=== DATA IN THIS EXERCISE ===
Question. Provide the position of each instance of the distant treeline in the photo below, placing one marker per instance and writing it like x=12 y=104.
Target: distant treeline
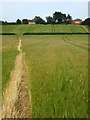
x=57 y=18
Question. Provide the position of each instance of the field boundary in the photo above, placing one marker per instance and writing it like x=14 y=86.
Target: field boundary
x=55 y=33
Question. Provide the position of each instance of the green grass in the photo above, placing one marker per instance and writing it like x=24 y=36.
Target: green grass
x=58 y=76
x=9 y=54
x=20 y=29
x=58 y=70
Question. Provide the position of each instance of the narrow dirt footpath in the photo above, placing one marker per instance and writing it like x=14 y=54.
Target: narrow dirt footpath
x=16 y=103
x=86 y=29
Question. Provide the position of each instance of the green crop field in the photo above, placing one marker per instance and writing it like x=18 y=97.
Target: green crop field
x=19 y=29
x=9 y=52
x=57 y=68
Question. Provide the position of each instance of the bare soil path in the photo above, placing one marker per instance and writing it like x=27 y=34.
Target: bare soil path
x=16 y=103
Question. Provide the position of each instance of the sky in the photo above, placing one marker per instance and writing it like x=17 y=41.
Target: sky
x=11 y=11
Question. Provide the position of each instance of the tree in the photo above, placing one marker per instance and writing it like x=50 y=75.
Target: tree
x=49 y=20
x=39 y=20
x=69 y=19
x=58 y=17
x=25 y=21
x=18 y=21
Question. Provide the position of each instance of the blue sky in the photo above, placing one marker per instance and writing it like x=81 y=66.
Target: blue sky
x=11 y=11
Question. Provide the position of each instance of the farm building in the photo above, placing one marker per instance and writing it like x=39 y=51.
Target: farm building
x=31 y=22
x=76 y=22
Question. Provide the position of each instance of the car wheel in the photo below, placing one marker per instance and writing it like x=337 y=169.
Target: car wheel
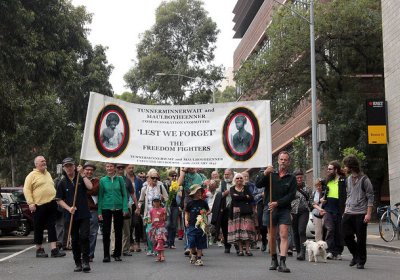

=== ASSIGNMENT ===
Your task is to repeat the data above exactly while excluding the pictures.

=== OUTPUT FOR THIS EXERCISE ===
Question. Provide the position of each instance of the distant treeline in the photo below, placing one marker per instance and writing it like x=12 y=104.
Target: distant treeline
x=57 y=18
Question. Provide the position of each instance of the field boundary in the photo above, placing one marker per instance and writing it like x=14 y=86.
Target: field boundary
x=55 y=33
Question. Provide the position of each instance of the green grass in the photo above, placing one marker per instance and writing it like x=24 y=36.
Target: green grass
x=58 y=76
x=9 y=54
x=20 y=29
x=58 y=70
Question. Provide the position of each instance of the narrow dirt footpath in the photo above, placing one marker per instance and writing it like x=14 y=54.
Target: narrow dirt footpath
x=16 y=103
x=86 y=29
Question. Provide the position of each instance of the green crop field in the photo above, placing one marker per instance and writing it like x=18 y=97.
Target: green crop field
x=19 y=29
x=9 y=52
x=57 y=68
Question. Provide the position of each instance of the bare soil path in the photo above, placing one marker per instance and writing it like x=27 y=34.
Target: bare soil path
x=16 y=103
Question. Provide the position of each instance of the sky in the photo above, placing one marker per instance and writing it like x=17 y=41.
Target: sky
x=11 y=11
Question. Provide the position of each instance of the tree in the photo above, placing one marker per instance and writing it like x=50 y=75.
Target: tree
x=49 y=20
x=39 y=20
x=69 y=19
x=58 y=17
x=25 y=21
x=18 y=21
Question. Provide the position of each instance of the blue sky in the photo above, placing one marker per instance and writing it like x=81 y=66.
Target: blue sky
x=11 y=11
Question. Provide the position of each instance of the farm building in the photo above, placing one marker per instance and writing it like x=39 y=51.
Target: farm building
x=31 y=22
x=76 y=22
Question. Provide the position of each instance of the car wheel in the photo below, placing one marker per instance and writing it like x=337 y=169.
Target: car wheel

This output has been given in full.